***** TEXT SECTION

Chapter VII. The Country of Galilee.

  Departure from Nazareth - A Christian Guide - Ascent of Mount 
  Tabor - Wallachian Hermits - The Panorama of Tabor - Ride to Tiberias - A 
  Bath in Genesareth - The Flowers of Galilee - The Mount of 
  Beatitude - Magdala - Joseph's Well - Meeting with a Turk - The Fountain of 
  the Salt-Works - The Upper Valley of the Jordan - Summer Scenery - The 
  Rivers of Lebanon - Tell el-Kadi - An Arcadian Region - The Fountains of 
  Banias.

  "Beyond are Bethulia's mountains of green, 
  And the desolate hills of the wild Gadarene; 
  And I pause on the goat-crags of Tabor to see 
  The gleam of thy waters, O dark Galilee!" - Whittier.

Banias (Caesarea Philippi), May 10, 1852.

We left Nazareth on the morning of the 8th inst. My companion had done so well under the care of Fra Joachim that he was able to ride, and our journey was not delayed by his accident. The benedictions of the good Franciscans accompanied us as we rode away from the Convent, past the Fountain of the Virgin, and out of the pleasant little valley where the boy Jesus wandered for many peaceful years. The Christian guide we engaged for Mount Tabor had gone ahead, and we did not find him until we had travelled for more than two hours among the hills. As we approached the sacred mountain, we came upon the region of oaks - the first oak I had seen since leaving Europe last autumn. There are three or four varieties, some with evergreen foliage, and in their wild luxuriance and the picturesqueness of their forms and groupings, they resemble those of California. The sea of grass and flowers in which they stood was sprinkled with thick tufts of wild oats - another point of resemblance to the latter country. But here, there is no gold; there, no sacred memories.

The guide was waiting for us beside a spring, among the trees. He was a tall youth of about twenty, with a mild, submissive face, and wore the dark-blue turban, which appears to be the badge of a native Syrian Christian. I found myself involuntarily pitying him for belonging to a despised sect. There is no disguising the fact that one feels much more respect for the Mussulman rulers of the East, than for their oppressed subjects who profess his own faith. The surest way to make a man contemptible is to treat him contemptuously, and the Oriental Christians, who have been despised for centuries, are, with some few exceptions, despicable enough. Now, however, since the East has become a favorite field of travel, and the Frank possesses an equal dignity with the Moslem, the native Christians are beginning to hold up their heads, and the return of self-respect will, in the course of time, make them respectable.

**********
***** INFORMATION

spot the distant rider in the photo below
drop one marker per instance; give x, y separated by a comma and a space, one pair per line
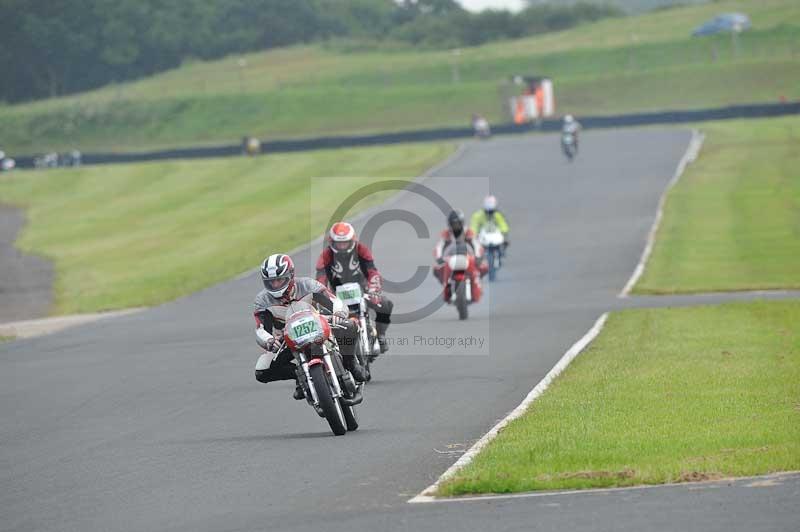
490, 214
572, 126
480, 126
346, 260
280, 289
456, 232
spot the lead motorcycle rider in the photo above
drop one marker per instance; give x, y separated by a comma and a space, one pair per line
456, 231
346, 260
280, 289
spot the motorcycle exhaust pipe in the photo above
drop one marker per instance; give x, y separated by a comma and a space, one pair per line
356, 399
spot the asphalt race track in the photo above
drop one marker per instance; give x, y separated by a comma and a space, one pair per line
155, 421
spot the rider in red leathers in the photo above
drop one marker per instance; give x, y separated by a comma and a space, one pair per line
456, 231
346, 260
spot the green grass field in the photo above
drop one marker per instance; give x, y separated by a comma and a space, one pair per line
636, 63
733, 221
141, 234
662, 395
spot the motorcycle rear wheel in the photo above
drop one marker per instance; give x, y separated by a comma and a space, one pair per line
330, 406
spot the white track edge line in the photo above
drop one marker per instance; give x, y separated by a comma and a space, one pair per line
426, 495
689, 156
460, 149
590, 491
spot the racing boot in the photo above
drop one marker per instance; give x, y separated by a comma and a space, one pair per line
380, 328
354, 367
299, 394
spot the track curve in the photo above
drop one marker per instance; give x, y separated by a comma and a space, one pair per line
155, 422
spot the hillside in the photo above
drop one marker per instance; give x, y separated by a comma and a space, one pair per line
642, 62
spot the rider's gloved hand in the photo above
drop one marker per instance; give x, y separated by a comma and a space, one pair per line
337, 320
266, 341
375, 285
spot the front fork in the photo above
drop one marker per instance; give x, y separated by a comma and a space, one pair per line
454, 284
328, 361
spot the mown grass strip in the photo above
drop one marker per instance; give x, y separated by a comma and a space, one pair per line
140, 234
733, 221
662, 395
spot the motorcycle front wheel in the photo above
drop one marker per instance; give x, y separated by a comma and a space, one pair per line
461, 300
329, 405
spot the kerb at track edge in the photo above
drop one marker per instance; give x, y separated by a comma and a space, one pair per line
428, 494
689, 156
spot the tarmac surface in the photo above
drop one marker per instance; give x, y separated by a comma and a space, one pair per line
154, 421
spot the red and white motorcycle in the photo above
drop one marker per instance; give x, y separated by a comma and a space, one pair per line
328, 386
458, 272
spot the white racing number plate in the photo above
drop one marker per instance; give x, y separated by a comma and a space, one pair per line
304, 330
349, 293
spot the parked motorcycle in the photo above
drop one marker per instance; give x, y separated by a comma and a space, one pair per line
368, 347
569, 145
328, 386
459, 262
492, 239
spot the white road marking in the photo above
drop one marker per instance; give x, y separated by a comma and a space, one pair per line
765, 481
689, 156
427, 494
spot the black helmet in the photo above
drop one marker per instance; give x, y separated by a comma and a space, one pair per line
456, 222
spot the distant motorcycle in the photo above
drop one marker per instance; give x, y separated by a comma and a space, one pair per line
368, 347
481, 128
492, 239
328, 386
459, 265
569, 145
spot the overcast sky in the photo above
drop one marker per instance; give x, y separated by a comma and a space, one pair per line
477, 5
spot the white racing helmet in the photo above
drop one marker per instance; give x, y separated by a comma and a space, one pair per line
490, 203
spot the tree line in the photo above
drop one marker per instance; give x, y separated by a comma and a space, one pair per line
56, 47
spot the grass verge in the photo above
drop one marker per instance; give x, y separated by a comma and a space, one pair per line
733, 221
662, 395
140, 234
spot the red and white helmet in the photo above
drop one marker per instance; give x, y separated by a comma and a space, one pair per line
342, 238
277, 273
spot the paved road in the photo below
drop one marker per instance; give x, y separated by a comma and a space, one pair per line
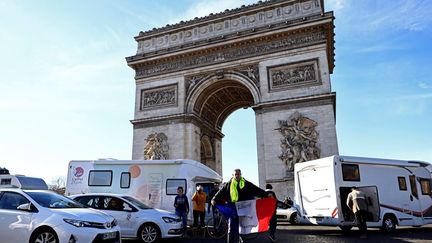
305, 234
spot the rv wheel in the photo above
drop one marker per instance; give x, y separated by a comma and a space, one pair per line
389, 224
149, 233
345, 228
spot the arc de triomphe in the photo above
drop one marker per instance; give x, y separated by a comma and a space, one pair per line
274, 56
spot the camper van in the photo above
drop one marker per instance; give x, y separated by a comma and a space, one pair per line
21, 181
154, 182
398, 192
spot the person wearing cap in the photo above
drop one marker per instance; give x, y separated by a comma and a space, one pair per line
199, 200
356, 202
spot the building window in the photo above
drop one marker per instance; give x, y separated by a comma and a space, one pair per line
100, 178
425, 185
413, 186
6, 181
173, 184
125, 180
402, 183
350, 172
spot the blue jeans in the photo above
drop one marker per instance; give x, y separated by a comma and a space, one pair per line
183, 216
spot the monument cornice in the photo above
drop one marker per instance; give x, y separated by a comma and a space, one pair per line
315, 19
176, 118
263, 13
298, 102
262, 45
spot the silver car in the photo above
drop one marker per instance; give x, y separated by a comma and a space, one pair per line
136, 220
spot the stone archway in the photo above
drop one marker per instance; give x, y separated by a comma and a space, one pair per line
273, 56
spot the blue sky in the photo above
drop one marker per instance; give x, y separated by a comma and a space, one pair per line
66, 92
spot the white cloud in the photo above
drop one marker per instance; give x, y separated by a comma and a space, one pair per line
425, 85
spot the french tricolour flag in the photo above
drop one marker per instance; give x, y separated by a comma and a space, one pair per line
255, 215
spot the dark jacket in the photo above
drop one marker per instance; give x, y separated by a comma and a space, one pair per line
248, 192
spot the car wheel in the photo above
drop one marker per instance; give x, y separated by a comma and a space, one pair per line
45, 235
389, 224
293, 219
345, 228
149, 233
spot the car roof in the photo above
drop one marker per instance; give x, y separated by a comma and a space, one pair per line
99, 194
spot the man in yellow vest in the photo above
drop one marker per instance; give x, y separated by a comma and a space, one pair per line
235, 190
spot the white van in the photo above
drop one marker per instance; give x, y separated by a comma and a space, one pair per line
398, 192
23, 182
154, 182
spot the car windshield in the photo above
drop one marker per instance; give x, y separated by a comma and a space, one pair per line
136, 202
53, 200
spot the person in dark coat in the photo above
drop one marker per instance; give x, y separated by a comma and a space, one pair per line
235, 190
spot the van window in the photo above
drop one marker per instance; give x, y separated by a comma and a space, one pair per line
425, 185
173, 184
6, 181
402, 183
32, 183
413, 186
350, 172
125, 180
100, 178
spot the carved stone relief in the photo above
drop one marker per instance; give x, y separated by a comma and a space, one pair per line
299, 143
293, 75
156, 147
230, 54
269, 16
158, 97
250, 71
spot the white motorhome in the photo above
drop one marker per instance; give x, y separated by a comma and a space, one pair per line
21, 181
154, 182
398, 192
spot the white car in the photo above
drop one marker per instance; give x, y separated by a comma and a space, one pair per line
44, 216
136, 220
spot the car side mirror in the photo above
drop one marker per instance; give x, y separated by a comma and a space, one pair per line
26, 207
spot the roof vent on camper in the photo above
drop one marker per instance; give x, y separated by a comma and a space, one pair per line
4, 171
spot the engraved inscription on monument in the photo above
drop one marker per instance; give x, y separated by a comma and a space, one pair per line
158, 97
294, 75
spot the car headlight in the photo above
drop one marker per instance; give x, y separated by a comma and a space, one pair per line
171, 220
81, 223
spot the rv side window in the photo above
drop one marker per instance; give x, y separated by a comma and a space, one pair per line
6, 181
125, 180
413, 186
173, 184
425, 184
350, 172
402, 183
100, 178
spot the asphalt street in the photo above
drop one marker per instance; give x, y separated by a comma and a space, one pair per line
303, 233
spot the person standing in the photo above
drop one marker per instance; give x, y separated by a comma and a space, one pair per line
273, 220
181, 205
199, 200
235, 190
211, 195
356, 202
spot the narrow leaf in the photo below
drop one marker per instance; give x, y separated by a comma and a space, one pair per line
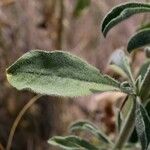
88, 126
143, 69
140, 39
145, 85
144, 26
119, 120
142, 124
58, 73
71, 143
119, 59
122, 12
80, 6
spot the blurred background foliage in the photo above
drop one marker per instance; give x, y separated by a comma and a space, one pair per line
70, 25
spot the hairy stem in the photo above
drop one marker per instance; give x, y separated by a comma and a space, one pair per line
126, 129
1, 147
18, 118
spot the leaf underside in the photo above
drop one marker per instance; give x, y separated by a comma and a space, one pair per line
58, 73
88, 126
140, 39
122, 12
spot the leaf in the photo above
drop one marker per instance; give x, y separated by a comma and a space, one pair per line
144, 26
71, 143
122, 12
80, 6
143, 69
88, 126
147, 51
119, 120
58, 73
119, 59
145, 85
142, 124
140, 39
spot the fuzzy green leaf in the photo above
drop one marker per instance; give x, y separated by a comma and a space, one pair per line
80, 6
58, 73
71, 143
140, 39
119, 59
119, 120
143, 69
88, 126
122, 12
142, 124
145, 85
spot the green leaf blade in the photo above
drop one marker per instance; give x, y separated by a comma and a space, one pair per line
140, 39
88, 126
71, 143
145, 85
142, 123
122, 12
58, 73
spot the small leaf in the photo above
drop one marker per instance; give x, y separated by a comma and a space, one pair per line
71, 143
119, 59
147, 51
143, 69
58, 73
144, 26
140, 39
122, 12
119, 120
142, 124
145, 85
80, 6
88, 126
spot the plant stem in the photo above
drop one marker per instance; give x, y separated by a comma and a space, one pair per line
18, 118
1, 147
126, 130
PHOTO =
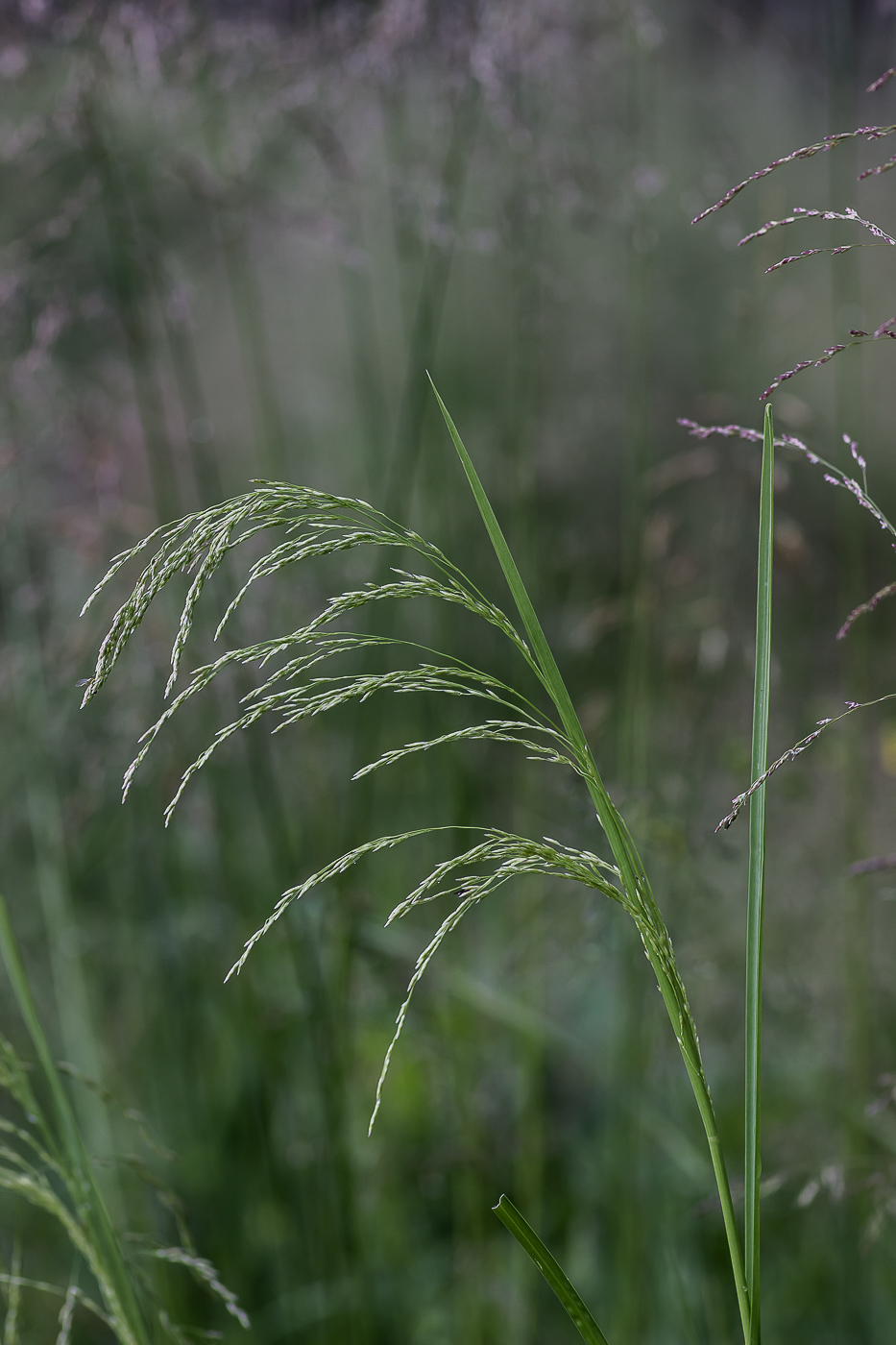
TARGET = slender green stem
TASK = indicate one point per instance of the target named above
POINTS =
(650, 924)
(757, 888)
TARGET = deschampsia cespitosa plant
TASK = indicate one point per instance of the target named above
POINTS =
(298, 678)
(294, 686)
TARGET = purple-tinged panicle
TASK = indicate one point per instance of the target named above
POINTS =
(880, 168)
(882, 80)
(795, 750)
(805, 212)
(833, 474)
(786, 261)
(806, 152)
(782, 379)
(888, 589)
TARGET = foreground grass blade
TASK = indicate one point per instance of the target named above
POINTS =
(757, 885)
(650, 924)
(107, 1257)
(533, 1246)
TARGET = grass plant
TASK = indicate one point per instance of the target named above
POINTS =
(533, 1091)
(319, 525)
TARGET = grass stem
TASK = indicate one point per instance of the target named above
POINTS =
(757, 883)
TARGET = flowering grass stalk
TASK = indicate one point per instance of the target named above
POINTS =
(318, 524)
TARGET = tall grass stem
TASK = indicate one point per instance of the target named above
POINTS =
(757, 883)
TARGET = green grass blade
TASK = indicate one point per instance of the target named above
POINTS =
(545, 659)
(123, 1307)
(757, 887)
(624, 853)
(533, 1246)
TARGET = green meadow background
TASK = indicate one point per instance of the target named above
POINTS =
(231, 244)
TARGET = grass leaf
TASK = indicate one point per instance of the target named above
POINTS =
(533, 1246)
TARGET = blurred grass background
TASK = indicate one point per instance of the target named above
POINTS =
(231, 241)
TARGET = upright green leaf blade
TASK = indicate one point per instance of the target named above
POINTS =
(109, 1264)
(549, 1267)
(757, 883)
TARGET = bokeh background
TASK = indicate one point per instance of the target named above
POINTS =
(233, 237)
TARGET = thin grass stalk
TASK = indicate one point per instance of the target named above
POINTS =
(626, 854)
(757, 881)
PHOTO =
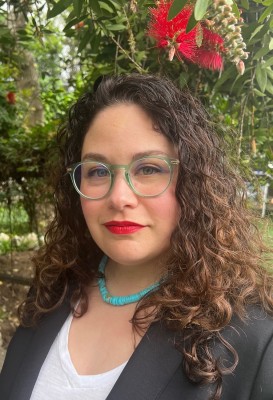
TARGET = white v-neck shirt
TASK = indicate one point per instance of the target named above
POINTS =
(58, 378)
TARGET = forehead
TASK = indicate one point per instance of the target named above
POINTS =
(122, 130)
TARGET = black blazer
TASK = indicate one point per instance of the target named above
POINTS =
(154, 372)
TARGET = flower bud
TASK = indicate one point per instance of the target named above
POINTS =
(240, 67)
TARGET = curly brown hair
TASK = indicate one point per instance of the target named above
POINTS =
(214, 269)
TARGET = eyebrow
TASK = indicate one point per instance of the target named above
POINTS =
(136, 156)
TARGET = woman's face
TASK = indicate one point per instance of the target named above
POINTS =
(117, 135)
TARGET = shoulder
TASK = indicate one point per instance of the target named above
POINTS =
(255, 329)
(252, 339)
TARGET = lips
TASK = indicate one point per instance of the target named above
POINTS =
(123, 227)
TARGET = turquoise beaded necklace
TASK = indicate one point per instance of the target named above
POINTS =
(120, 300)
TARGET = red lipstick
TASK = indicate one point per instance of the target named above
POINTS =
(123, 227)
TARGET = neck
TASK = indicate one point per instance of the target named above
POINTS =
(121, 299)
(130, 278)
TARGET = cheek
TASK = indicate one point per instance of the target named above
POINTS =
(88, 209)
(168, 210)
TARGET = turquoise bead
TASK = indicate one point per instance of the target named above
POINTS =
(120, 300)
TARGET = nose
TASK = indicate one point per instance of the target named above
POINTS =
(121, 195)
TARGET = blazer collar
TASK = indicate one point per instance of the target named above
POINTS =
(36, 352)
(146, 374)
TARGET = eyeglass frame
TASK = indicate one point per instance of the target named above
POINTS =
(171, 162)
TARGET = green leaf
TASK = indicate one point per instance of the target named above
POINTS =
(175, 8)
(269, 87)
(191, 24)
(266, 13)
(268, 63)
(77, 4)
(200, 9)
(85, 40)
(261, 53)
(255, 32)
(74, 21)
(58, 8)
(95, 42)
(261, 77)
(245, 4)
(258, 93)
(267, 2)
(269, 72)
(235, 10)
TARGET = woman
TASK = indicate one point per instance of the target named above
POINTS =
(150, 284)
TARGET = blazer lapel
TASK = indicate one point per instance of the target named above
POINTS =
(36, 353)
(150, 368)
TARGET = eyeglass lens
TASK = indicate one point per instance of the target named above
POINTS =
(147, 177)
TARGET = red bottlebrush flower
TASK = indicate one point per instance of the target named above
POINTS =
(172, 34)
(11, 99)
(79, 25)
(209, 54)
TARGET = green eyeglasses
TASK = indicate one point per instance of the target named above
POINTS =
(147, 177)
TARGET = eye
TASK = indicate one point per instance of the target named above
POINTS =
(148, 170)
(97, 172)
(94, 171)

**********

WHAT THIS EXERCISE ASKS
• a. Answer these from the chapter on Galilee:
(i) On what date, and from what place, is the chapter dated?
(ii) What color was the turban worn by the guide for Mount Tabor?
(iii) What kind of tree did the travelers come upon as they neared the sacred mountain?
• b. Carry on the chapter on Galilee from the end of its final paragraph, in the same voice.
The records have nothing to do with what is asked here.

ANSWERS FOR THIS EXERCISE
• a.
(i) May 10, 1852, at Banias (Caesarea Philippi).
(ii) Dark blue.
(iii) Oaks.

• b.
Mount Tabor stands a little in advance of the hill-country, with which it is connected only by a low spur or shoulder, its base being the Plain of Esdraelon. This is probably the reason why it has been fixed upon as the place of the Transfiguration, as it is not mentioned by name in the New Testament. The words are: "an high mountain apart," which some suppose to refer to the position of the mountain, and not to the remoteness of Christ and the three Disciples from men. The sides of the mountain are covered with clumps of oak, hawthorn and other trees, in many places overrun with the white honeysuckle, its fingers dropping with odor of nutmeg and cloves. The ascent, by a steep and winding path, occupied an hour. The summit is nearly level, and resembles some overgrown American field, or "oak opening." The grass is more than knee-deep; the trees grow high and strong, and there are tangled thickets and bowers of vines without end. The eastern and highest end of the mountain is covered with the remains of an old fortress-convent, once a place of great strength, from the thickness of its walls. In a sort of cell formed among the ruins we found two monk-hermits. I addressed them in all languages of which I know a salutation, without effect, but at last made out that they were Wallachians. They were men of thirty-five, with stupid faces, dirty garments, beards run to waste, and fur caps. Their cell was a mere hovel, without furniture, except a horrid caricature of the Virgin and Child, and four books of prayers in the Bulgarian character. One of them walked about knitting a stocking, and paid no attention to us; but the other, after giving us some deliciously cold water, got upon a pile of rubbish, and stood regarding us with open mouth while we took breakfast. So far from this being a cause of annoyance, I felt really glad that our presence had agitated the stagnant waters of his mind.